TO BE DONE:
• a. Transcribe the passage in the piece on historic Magic decks starting with "To address this" and going on through "know it today.".
• b. Decide whether each statement below agrees with the piece on historic Magic decks. Answer yes or no for each, and quote the words of the piece that settle it. (i) The first Magic World Championships were held in Milwaukee in 1994. (ii) Steve Bishop proposed reducing the minimum deck size from 60 cards to 40. (iii) Zak Dolan's deck at the 1994 championships was Angel Stasis.

EXTRACT TO READ:
────────────────────

Decks that made History in Magic: 1993 to 2003
1993 - The First Combo
There are few records of Magic decklists from 1993. The game was revealed and tested during GenCon that year, but there are no lists from that time available.
We know that Magic gained more rules as the game was experimented with and booster packs and decks were opened by buyers. In its original concept, it was not expected that the TCG would be so successful that people would seek out more copies of the best cards to improve their decks through purchases or trades - Richard Garfield's expectation was that a game of Magic would be more like Limited, where people play with what they open, than Constructed, where people build their lists.
Eventually, players began to think of lists like 30 copies of Lightning Bolt with 10 Mountains, or the famous combo of Channel, Black Lotus and Fireball that would guarantee an instant win on the first turn.
To address this problem, Steve Bishop, one of the first designers of Magic, suggested changing the minimum number of cards in a deck from 40 to 60 and limiting to four copies of the same card in a list, establishing the deckbuilding of Magic and several other card games as we know it today.
1994 - Lestree Zoo
The first Magic World Championships took place in 1994 during GenCon, in Milwaukee, Wisconsin in the United States. The most famous deck of the event, and one of the few known in history, was Angel Stasis by champion Zak Dolan, but the list that perhaps contributed the most to the evolution of the game, or gave signs of how the concept of deckbuilding was evolving, was the list of his opponent in the finals, the Frenchman Bertrand Lestree.

────────────────────

[Records from a data collection]

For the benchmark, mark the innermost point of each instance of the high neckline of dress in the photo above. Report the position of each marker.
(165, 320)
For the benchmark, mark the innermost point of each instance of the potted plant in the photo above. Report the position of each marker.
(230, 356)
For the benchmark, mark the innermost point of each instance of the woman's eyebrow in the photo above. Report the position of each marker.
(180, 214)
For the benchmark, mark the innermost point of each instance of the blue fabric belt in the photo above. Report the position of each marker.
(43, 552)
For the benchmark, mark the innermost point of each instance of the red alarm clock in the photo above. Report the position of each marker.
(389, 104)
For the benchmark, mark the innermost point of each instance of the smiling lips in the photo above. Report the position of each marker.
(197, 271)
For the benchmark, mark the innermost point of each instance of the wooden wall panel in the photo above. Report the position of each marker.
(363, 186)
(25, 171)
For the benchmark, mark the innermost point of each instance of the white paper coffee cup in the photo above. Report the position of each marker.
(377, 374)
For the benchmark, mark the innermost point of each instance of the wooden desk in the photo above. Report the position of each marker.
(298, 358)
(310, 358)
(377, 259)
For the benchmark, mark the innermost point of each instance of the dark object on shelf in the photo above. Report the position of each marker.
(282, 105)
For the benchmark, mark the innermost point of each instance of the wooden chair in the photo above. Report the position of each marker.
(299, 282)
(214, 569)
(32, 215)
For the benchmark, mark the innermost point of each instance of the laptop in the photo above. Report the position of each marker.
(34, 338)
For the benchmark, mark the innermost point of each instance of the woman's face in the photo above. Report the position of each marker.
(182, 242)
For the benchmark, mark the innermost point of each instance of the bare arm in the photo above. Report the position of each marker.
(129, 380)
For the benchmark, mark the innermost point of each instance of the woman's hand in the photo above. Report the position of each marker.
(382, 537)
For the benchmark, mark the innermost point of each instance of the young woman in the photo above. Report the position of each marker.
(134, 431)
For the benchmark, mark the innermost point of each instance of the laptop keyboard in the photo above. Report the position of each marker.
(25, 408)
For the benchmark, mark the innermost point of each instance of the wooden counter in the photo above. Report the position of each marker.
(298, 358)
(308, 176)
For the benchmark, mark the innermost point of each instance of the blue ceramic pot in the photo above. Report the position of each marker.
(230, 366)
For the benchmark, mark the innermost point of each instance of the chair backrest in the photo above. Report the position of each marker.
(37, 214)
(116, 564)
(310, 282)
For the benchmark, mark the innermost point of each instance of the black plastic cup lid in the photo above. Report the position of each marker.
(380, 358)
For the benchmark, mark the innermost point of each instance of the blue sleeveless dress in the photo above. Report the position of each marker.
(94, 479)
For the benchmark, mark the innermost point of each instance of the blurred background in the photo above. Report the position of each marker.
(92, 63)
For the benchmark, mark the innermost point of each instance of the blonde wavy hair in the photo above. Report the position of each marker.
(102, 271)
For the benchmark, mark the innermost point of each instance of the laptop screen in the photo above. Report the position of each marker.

────────────────────

IN RESPONSE:
• a.
To address this problem, Steve Bishop, one of the first designers of Magic, suggested changing the minimum number of cards in a deck from 40 to 60 and limiting to four copies of the same card in a list, establishing the deckbuilding of Magic and several other card games as we know it today.

• b.
(i) Yes: "The first Magic World Championships took place in 1994 during GenCon, in Milwaukee, Wisconsin in the United States."
(ii) No: "suggested changing the minimum number of cards in a deck from 40 to 60"
(iii) Yes: "was Angel Stasis by champion Zak Dolan"